» Task statement
Set down all of the entries precisely as they were written.
+-------+
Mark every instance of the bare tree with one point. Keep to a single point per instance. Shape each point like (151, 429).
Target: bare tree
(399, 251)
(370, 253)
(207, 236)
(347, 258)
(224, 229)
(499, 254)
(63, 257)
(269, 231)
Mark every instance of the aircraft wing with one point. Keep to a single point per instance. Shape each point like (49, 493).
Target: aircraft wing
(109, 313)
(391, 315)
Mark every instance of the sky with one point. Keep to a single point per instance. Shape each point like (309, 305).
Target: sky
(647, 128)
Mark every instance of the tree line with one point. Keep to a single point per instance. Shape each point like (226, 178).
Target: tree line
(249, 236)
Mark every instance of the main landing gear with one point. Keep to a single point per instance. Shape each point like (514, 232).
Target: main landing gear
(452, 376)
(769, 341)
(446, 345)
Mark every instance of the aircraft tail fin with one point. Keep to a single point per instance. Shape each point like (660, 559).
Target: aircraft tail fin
+-------+
» Answer to this exercise
Mark every instance of the bare tree with one point. Keep to a single point per instance. Shape each point like (151, 429).
Target: bare tree
(399, 251)
(370, 253)
(207, 236)
(347, 258)
(224, 229)
(499, 254)
(63, 257)
(269, 231)
Mark every instance of the aircraft wing with one point. Keep to a single point per instance. Shape each point like (49, 493).
Target: aircraft wing
(109, 313)
(391, 315)
Mark every instance of the sky with one point. Keep to a single point per instance. Shape each point like (309, 305).
Target: sky
(647, 128)
Mark every instance of the tree line with one point. Keep to a single point per instance. Shape each point like (226, 178).
Target: tree line
(249, 236)
Mark every instance of the main landing gear with one point. Keep to a single point per instance. Shape each point like (514, 232).
Target: main landing gear
(452, 376)
(769, 341)
(446, 345)
Mark every instance of the aircraft tail fin with one point. Keep to a single point per instance. Shape each point like (660, 559).
Target: aircraft tail fin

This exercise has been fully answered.